* SELECTED PASSAGE:
Suggestions to counter the Drug Smuggling

  • The Board had suggested and called upon all the Governments to furnish regularly to the Board, the information on seizures of Psychotropic substances ordered through Internet and drugs delivered through mail. This is in accordance with the Commission on Narcotic Drugs Resolution 50/11. We can see our Government trying to impose heavy restrictions on Imports and Exports but we fail to track the Internet usage.By monitoring the drug orders in Internet, India can prevent misuse of drugs (especially making them out of reach from children and teens).
  • The Board also insisted that the Governments must adhere to the Convention on Psychotropic Substances, 1971 (especially Article 3 of the Convention). The Board allows exemption of a preparation from some stringent measures of control, if the Convention is adhered to. But it is also emphasised by the Board that certain measures of control have to be strictly followed like reporting annual data and provisions related to International trade.
  • The Report,Magnitude of Substance Use in India 2019 reveals that cannabis and Opiods are the most frequently abused substances after alcohol in India and heroin was the most commonly used opioid in India. It is also mentioned that the existing treatment programmes in India are inadequate as large number of people are affected by Substance Abuse. Thus it is suggested that India must concentrate on resources in areas of healthcare infrastructure and supply of medicine.

Conclusion

Though it is undisputable that India is lacking and continuously getting criticised for its lax regulatory policies, huge illicit drug export and easy circulation and misuse of essential medicines, it is pertinent to note that India is taking serious steps to counter and curb the drug trafficking. Some measures were commended and supported by the Board but only the negative side is projected and discussed. It is also to be understood that the Governmental actions alone will not fetch any positive result and any successful policy is to be celebrated equally by media and general public (Drug trafficking is not an exception). This imminent threat to the health and Pharma Sector(which directly affects the reputation of India) can be neutralised only through public-government cooperation.

* THE PROBLEM: List every resolution, convention, and report named in the drug smuggling text.

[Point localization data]

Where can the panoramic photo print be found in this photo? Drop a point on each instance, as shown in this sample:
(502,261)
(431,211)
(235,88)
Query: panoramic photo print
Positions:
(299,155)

* ANSWER SECTION:
- Commission on Narcotic Drugs Resolution 50/11
- Convention on Psychotropic Substances, 1971
- Magnitude of Substance Use in India 2019